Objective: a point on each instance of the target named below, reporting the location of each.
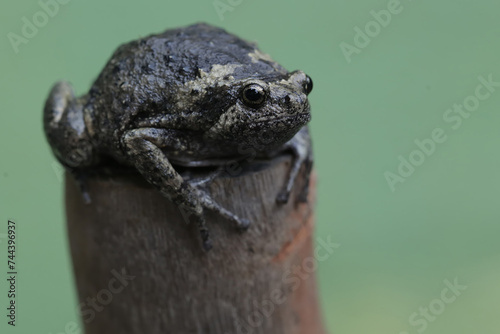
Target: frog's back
(145, 74)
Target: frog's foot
(301, 158)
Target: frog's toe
(283, 197)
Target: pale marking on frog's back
(219, 75)
(258, 55)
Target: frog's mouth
(302, 118)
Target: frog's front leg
(67, 133)
(144, 150)
(301, 148)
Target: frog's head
(264, 112)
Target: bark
(245, 284)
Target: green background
(397, 247)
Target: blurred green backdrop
(394, 87)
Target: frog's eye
(253, 95)
(307, 85)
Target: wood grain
(245, 284)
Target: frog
(194, 96)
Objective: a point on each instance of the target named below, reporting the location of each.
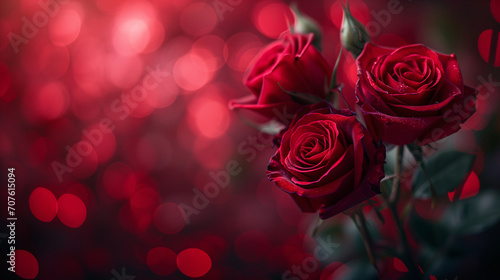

========================================================================

**Problem to work on:** Count the rows above that contain the string "frog", treating uppercase and lowercase as different. Reply with the number alone.

**Completed exercise:** 9